### SOURCE TEXT
When Nick Valauri walked into the WERW studio four years ago, he didn’t know what to make of it. The room, nestled in the heart of the Jabberwocky Café in the Schine Underground, was in shambles.

“It used to be a room with a desk, a computer and the grossest couch in America,” the senior mechanical engineering major said. “When I signed up for the station, I checked off engineering as an interest, and Marina, the station manager, showed me the studio and said, ‘Fix it.’”

So he did. And on Tuesday night’s celebration marking WERW’s 25th anniversary, he and the station’s three other outgoing senior staffers cut the ribbon on the newly renovated studio.

When WERW launched in 1987 — a booming era for college rock — under the umbrella of University Union, the station stood for a completely different philosophy from what it does today. Its call sign was tongue-in-cheek shorthand for “We Are U.U.” and the station broadcast at 1570 AM.

### OBJECTIVES
• a. Answer these questions using the WERW passage.
(i) Where is the WERW studio located?
(ii) Which anniversary did the station celebrate on Tuesday night?
(iii) At what frequency did the station broadcast when it launched?
• b. Write out the part of the WERW passage between "When WERW launched" and "at 1570 AM.", inclusive.
• c. List every item the WERW passage says the old studio room contained.

(Items from a dataset)
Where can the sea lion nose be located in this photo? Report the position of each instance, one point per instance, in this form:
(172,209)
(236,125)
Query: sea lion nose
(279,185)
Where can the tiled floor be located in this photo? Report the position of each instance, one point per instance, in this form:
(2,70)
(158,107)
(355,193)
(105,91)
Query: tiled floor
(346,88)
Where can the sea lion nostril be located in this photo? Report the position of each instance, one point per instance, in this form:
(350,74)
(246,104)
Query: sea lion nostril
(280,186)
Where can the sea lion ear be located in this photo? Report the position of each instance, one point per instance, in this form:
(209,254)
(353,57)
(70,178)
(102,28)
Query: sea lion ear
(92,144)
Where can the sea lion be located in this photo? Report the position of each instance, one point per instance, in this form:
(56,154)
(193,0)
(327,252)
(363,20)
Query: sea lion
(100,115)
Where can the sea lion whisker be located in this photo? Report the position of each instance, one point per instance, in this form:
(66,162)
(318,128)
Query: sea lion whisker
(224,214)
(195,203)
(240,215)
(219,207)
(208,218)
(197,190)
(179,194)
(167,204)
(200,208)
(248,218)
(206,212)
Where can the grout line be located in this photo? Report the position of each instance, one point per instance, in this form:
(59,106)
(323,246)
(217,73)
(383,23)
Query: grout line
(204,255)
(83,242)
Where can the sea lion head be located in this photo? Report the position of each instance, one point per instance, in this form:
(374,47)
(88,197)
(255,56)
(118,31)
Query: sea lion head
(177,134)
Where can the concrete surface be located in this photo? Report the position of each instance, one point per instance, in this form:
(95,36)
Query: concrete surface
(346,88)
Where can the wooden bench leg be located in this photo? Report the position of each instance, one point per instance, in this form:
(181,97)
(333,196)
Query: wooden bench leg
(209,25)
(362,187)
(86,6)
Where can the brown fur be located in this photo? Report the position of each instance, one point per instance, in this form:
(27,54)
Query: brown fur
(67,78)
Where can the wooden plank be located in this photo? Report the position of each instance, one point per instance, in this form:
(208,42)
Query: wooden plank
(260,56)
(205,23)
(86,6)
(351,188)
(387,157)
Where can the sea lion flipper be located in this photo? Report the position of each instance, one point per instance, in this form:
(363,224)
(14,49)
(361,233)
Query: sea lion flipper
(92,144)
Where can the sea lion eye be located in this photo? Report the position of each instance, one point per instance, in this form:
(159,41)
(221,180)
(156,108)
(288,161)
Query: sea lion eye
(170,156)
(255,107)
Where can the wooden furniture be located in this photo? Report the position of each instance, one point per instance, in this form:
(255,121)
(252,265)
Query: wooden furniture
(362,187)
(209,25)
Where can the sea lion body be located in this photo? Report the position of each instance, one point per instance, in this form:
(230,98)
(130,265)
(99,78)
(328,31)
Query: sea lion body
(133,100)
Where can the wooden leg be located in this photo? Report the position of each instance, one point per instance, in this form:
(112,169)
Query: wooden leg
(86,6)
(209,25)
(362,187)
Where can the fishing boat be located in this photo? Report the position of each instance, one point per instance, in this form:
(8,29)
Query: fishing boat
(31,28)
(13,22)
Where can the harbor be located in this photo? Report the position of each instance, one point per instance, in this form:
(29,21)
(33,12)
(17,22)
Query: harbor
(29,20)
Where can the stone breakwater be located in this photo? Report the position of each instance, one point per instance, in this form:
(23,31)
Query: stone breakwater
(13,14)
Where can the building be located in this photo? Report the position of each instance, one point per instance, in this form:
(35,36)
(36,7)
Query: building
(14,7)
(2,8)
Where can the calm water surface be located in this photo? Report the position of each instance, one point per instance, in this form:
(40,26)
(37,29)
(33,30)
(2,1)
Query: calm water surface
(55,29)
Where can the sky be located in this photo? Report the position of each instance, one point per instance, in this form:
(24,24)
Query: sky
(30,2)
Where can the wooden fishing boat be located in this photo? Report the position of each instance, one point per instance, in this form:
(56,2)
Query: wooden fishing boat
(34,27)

### RESPONSES PER TASK
• a.
(i) In the Jabberwocky Café in the Schine Underground
(ii) Its 25th anniversary
(iii) 1570 AM

• b.
When WERW launched in 1987 — a booming era for college rock — under the umbrella of University Union, the station stood for a completely different philosophy from what it does today. Its call sign was tongue-in-cheek shorthand for “We Are U.U.” and the station broadcast at 1570 AM.

• c.
- A desk
- A computer
- The grossest couch in America